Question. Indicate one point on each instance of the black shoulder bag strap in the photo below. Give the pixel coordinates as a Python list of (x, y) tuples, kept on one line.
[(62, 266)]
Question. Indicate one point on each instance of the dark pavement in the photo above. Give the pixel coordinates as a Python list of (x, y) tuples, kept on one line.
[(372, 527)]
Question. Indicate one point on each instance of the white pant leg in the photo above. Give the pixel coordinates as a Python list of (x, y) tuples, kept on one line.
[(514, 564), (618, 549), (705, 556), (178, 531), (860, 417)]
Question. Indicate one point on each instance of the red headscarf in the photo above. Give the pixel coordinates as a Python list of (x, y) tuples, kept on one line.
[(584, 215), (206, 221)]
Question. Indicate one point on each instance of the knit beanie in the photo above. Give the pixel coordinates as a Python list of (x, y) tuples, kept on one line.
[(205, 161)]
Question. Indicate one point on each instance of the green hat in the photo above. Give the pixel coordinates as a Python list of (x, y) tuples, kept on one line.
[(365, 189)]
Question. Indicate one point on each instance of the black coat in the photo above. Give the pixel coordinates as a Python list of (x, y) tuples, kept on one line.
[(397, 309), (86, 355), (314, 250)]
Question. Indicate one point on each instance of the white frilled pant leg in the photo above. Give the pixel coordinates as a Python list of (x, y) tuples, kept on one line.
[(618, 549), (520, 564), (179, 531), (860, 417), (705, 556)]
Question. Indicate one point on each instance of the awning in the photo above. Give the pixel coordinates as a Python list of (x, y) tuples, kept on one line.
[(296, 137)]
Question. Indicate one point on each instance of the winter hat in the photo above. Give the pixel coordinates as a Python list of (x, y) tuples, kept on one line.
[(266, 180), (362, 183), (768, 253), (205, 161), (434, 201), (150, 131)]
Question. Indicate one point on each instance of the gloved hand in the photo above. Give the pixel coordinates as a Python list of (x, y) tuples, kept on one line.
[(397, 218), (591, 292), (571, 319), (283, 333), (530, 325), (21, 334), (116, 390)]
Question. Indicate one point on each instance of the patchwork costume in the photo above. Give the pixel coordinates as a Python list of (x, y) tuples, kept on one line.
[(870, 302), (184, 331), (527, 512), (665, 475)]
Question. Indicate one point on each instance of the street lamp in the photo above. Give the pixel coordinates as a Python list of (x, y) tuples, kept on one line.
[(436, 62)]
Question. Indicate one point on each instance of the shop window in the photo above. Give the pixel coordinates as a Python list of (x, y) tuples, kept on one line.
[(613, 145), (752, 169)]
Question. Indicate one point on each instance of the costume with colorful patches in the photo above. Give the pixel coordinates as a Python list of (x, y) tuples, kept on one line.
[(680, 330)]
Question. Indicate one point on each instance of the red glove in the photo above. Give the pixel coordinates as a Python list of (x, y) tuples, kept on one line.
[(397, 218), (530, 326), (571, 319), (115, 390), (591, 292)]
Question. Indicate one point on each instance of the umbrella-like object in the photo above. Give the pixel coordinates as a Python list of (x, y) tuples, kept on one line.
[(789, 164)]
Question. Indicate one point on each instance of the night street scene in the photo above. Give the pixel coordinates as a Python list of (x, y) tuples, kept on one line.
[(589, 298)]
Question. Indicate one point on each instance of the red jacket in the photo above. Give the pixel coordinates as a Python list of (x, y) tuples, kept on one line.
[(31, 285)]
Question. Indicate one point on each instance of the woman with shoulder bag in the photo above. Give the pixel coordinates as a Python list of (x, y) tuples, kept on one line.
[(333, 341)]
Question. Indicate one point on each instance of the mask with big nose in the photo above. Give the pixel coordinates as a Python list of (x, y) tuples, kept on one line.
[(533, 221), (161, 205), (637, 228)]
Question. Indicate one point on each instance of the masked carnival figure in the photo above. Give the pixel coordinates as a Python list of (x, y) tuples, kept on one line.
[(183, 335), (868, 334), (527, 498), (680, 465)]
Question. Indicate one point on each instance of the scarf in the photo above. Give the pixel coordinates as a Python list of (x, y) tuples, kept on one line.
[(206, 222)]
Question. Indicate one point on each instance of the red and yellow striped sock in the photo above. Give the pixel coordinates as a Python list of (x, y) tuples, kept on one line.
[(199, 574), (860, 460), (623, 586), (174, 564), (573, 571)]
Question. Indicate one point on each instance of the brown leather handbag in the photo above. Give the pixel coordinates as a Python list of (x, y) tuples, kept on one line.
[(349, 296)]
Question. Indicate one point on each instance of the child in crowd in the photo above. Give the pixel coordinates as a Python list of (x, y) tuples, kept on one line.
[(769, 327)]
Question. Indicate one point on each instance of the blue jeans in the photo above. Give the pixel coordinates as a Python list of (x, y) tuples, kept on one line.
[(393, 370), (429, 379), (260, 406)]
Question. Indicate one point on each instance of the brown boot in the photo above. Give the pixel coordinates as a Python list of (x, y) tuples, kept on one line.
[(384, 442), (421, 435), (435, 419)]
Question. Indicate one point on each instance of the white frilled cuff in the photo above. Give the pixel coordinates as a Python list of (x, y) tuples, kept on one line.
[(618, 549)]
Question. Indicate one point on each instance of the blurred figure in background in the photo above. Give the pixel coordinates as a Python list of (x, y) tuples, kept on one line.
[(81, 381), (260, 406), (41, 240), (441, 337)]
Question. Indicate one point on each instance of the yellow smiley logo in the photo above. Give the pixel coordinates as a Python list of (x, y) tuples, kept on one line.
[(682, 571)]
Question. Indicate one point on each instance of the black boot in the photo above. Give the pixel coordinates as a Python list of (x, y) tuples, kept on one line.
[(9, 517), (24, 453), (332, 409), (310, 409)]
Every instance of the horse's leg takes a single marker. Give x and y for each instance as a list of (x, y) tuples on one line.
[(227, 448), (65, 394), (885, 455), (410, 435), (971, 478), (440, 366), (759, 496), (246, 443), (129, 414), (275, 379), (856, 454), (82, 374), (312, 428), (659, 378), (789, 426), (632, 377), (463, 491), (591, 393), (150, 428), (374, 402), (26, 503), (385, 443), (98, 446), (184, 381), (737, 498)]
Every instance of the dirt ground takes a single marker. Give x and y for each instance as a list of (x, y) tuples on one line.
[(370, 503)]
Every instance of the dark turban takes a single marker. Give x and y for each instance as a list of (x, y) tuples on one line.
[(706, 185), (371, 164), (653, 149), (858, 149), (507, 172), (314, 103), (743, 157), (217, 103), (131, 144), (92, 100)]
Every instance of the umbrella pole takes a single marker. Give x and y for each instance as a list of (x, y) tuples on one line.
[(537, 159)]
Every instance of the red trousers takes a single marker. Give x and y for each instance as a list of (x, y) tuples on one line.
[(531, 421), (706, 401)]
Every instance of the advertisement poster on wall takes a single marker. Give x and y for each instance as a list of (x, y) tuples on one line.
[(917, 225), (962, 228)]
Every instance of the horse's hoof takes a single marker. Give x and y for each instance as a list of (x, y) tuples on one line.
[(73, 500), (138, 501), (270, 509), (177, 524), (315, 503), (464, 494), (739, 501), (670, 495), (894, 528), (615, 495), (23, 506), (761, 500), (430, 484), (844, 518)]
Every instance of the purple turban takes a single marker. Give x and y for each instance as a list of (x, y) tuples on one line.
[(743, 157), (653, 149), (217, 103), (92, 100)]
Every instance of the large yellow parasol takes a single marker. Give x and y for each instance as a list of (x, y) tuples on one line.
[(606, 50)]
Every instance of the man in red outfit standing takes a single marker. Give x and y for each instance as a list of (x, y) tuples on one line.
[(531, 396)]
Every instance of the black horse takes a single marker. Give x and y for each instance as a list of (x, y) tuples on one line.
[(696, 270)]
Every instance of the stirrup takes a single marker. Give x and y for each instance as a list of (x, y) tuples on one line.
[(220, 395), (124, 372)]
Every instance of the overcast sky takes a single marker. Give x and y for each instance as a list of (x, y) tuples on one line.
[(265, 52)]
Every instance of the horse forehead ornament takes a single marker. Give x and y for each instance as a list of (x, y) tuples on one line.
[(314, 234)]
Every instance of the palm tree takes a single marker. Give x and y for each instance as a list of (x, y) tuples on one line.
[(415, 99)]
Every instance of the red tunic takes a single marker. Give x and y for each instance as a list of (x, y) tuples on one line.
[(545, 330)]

——

Lines from the one holding "Every instance of the stirrup" through the last line of the material are to be repeated exactly; no other lines belong in the answer.

Every instance of the stirrup takes a single marker. Give x and y for each instance as a list of (x, y) tuples on one line.
[(220, 395), (124, 372)]
Every instance of the overcast sky takes a single marker. Give x and y for each instance as a list of (x, y) tuples on one line.
[(265, 52)]
Every instance of the horse forehead ornament takes a single marker. Give x and y for each instance as a list of (x, y) tuples on one line.
[(314, 234)]
Every instance of the palm tree takes a single marker. Give x and y for each instance as a list of (x, y) tuples on one line.
[(415, 99)]
Every instance of the red tunic takes a single marker. Give x and y for each instance as a list of (x, y) tuples on one line.
[(545, 330)]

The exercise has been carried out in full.